» **EXERCISE**: In the following listing, find the lines containing "service" and report them.

» **PROVIDED INFORMATION**:

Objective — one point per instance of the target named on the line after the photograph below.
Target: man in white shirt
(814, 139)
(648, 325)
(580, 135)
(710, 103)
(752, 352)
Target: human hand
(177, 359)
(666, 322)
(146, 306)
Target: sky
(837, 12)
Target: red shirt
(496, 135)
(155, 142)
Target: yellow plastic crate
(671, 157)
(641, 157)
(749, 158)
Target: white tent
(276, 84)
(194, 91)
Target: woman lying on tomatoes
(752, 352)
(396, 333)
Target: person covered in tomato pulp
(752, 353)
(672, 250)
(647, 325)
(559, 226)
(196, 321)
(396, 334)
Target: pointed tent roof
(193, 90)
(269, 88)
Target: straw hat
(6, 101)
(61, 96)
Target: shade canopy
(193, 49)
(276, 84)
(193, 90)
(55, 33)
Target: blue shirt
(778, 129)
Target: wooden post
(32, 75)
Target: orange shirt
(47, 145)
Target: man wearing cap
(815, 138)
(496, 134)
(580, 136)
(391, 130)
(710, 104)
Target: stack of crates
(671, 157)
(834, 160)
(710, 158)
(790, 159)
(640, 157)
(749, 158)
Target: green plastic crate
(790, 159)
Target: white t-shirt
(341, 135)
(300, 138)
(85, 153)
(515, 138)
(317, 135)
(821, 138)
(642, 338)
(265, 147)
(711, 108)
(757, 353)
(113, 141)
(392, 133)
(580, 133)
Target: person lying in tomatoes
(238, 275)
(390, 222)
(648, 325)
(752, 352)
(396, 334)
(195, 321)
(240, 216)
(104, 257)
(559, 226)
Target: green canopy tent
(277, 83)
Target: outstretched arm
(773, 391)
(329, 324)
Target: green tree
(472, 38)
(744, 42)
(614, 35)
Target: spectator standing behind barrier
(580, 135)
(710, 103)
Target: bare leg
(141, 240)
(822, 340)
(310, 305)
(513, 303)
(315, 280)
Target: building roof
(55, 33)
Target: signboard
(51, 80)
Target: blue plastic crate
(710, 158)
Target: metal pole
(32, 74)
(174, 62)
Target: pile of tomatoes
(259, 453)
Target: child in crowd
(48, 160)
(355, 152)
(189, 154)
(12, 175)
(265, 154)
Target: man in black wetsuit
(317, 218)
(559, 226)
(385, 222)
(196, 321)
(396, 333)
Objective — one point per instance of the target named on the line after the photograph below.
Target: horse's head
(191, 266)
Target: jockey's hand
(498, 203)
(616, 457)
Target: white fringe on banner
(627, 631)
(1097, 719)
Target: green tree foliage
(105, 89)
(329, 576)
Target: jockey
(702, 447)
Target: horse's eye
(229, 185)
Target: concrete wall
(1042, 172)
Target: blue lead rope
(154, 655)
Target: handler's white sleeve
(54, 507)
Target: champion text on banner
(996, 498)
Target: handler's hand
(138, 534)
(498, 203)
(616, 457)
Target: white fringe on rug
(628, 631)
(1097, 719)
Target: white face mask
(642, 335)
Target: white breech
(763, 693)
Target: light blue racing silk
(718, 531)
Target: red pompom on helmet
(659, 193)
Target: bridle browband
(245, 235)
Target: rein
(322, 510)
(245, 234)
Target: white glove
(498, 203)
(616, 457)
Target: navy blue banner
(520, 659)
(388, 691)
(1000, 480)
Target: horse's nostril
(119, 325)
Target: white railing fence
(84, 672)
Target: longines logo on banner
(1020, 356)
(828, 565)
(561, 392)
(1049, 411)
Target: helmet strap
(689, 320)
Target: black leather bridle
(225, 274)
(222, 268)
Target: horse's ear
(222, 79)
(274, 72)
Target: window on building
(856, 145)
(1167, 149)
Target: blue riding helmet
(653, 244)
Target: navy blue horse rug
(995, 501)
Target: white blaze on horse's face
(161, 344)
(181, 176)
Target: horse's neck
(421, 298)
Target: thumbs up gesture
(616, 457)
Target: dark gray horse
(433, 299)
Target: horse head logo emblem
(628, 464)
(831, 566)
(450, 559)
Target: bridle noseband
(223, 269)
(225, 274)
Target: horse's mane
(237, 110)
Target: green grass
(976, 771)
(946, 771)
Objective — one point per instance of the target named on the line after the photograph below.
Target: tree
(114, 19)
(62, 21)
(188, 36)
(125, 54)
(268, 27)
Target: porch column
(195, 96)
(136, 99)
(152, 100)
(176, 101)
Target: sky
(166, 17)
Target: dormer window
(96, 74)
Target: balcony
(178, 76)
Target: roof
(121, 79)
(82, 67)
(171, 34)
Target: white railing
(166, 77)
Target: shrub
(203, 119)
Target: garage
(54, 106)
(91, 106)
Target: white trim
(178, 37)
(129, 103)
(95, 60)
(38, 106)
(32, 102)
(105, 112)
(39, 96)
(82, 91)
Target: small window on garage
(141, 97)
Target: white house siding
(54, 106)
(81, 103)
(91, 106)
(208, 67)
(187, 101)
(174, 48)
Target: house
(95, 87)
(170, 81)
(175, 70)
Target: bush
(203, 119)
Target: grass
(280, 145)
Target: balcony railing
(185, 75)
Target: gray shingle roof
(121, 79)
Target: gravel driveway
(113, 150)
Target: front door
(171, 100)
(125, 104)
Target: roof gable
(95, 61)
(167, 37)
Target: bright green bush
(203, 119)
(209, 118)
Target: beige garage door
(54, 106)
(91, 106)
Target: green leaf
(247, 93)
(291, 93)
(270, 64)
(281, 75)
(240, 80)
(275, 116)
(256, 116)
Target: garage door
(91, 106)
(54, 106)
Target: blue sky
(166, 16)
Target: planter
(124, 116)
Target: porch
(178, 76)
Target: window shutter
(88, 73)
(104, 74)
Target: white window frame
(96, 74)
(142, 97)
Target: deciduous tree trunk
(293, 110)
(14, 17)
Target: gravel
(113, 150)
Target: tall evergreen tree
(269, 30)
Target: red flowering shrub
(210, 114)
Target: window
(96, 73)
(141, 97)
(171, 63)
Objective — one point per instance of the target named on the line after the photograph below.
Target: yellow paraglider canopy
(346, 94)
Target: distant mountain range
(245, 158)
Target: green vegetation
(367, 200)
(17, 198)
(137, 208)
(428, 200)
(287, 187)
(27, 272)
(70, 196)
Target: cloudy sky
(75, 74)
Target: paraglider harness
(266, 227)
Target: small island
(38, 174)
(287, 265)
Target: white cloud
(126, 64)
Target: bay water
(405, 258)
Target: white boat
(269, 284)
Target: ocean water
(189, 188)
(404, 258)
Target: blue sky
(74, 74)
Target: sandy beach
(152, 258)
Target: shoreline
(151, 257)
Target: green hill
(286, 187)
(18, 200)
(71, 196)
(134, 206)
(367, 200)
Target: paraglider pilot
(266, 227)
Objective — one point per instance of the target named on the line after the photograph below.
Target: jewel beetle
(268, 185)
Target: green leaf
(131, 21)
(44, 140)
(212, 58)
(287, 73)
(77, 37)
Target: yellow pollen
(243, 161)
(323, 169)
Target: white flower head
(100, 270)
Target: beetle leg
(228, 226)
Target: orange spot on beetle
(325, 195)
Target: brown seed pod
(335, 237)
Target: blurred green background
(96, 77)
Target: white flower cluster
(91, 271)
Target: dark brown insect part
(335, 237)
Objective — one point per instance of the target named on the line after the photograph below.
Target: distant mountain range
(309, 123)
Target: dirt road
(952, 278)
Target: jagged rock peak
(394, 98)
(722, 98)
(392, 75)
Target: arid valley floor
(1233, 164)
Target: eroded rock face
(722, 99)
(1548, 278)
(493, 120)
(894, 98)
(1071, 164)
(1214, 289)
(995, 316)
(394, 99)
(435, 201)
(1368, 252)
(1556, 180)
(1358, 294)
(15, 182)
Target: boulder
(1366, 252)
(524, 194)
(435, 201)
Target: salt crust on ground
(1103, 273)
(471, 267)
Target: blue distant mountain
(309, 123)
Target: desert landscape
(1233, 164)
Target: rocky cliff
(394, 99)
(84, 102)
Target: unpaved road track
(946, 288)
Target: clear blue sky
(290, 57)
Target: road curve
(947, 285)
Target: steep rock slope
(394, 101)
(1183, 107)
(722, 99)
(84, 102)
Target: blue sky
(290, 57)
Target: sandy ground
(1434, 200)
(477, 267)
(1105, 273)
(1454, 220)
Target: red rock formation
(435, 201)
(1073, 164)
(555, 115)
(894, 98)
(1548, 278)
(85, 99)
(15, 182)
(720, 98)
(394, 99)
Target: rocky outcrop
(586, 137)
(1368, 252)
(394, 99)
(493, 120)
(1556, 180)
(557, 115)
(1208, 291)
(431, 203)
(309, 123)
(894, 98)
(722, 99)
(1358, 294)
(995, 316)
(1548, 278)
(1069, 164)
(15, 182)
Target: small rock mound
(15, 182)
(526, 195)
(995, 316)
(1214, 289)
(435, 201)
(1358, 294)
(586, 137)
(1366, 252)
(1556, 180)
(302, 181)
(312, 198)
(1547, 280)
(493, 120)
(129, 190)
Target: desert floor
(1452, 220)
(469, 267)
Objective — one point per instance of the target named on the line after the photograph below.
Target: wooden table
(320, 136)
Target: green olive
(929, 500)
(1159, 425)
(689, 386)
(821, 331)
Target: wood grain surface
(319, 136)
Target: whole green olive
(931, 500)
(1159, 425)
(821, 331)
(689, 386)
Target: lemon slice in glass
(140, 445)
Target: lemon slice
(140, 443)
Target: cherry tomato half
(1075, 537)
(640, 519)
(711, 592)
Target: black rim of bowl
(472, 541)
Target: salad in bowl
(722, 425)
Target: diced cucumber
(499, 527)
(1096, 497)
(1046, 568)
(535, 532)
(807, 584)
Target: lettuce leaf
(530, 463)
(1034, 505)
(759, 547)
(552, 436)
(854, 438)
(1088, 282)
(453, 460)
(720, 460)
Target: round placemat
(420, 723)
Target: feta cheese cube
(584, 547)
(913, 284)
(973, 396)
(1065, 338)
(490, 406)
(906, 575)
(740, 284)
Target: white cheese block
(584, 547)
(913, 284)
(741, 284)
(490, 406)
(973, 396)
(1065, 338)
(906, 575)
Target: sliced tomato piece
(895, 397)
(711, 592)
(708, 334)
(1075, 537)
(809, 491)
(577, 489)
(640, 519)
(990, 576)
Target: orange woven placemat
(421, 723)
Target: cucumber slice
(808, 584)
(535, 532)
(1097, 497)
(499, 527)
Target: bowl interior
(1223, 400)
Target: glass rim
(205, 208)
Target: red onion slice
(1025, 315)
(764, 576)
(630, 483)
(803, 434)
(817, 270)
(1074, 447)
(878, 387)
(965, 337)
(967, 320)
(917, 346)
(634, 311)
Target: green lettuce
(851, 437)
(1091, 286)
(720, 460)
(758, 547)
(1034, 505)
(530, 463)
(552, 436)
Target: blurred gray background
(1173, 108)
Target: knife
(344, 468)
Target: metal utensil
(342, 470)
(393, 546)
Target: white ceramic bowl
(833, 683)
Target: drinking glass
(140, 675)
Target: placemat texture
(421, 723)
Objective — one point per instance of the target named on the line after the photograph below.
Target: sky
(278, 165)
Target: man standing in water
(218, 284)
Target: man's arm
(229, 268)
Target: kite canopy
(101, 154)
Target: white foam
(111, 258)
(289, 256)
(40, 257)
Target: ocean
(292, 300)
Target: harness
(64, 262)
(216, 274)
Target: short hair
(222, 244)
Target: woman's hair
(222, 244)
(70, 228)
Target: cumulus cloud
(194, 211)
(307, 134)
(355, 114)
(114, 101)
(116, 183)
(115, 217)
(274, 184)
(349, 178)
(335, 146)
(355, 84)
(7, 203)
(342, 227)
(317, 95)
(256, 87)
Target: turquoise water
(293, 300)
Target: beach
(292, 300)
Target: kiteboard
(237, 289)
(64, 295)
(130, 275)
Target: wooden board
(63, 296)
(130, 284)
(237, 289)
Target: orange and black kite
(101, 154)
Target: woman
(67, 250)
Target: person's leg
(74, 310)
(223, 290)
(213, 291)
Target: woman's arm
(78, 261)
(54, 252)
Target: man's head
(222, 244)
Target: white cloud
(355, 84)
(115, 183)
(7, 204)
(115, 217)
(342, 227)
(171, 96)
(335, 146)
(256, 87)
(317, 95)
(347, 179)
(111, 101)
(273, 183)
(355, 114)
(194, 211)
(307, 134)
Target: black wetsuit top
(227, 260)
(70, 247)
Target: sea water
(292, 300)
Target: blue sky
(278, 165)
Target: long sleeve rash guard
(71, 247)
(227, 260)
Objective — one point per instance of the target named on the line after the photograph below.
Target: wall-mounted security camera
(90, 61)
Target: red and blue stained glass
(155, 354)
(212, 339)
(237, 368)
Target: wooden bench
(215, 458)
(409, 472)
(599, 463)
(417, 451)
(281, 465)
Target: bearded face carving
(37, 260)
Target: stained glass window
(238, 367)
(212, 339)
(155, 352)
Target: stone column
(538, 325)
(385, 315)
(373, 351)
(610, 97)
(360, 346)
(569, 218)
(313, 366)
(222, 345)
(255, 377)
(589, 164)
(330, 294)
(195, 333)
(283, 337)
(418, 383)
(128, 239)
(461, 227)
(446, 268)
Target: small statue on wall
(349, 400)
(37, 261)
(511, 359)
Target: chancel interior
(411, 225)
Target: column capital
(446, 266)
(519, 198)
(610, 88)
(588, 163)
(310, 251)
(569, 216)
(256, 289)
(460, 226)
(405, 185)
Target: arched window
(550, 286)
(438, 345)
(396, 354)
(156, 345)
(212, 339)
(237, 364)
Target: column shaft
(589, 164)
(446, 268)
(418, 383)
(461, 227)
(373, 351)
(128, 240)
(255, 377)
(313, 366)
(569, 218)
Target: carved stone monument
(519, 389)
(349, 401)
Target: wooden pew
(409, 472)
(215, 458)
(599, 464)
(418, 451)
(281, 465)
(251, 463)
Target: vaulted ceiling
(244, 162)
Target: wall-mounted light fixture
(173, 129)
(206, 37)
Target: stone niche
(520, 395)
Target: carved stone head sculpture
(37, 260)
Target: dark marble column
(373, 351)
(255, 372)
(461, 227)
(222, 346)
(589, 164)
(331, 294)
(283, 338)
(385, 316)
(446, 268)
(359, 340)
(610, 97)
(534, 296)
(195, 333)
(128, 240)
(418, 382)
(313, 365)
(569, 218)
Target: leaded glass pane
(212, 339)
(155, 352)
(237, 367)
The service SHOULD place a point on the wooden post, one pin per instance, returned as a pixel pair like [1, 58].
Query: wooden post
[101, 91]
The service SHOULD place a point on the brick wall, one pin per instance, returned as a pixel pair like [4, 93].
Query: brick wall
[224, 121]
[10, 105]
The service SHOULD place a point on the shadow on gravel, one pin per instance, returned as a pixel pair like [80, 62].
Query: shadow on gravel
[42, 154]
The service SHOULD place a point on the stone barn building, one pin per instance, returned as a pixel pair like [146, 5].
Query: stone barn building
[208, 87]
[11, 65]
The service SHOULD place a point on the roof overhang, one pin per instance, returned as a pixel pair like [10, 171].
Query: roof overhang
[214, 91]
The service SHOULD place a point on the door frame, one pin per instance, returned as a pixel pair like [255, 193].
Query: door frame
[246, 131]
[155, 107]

» **ANSWER BELOW**:
The service SHOULD place a point on the wooden post, one pin per instance, returned as a pixel pair like [1, 58].
The service SHOULD place a point on the brick wall, one pin per instance, returned as a pixel pair like [4, 93].
The service SHOULD place a point on the shadow on gravel, one pin per instance, returned as a pixel pair like [80, 62].
The service SHOULD place a point on the stone barn building, one pin per instance, returned as a pixel pair like [146, 5].
The service SHOULD place a point on the roof overhang, one pin per instance, returned as a pixel pair like [10, 171].
The service SHOULD place a point on the door frame, one pin per instance, returned as a pixel pair like [255, 193].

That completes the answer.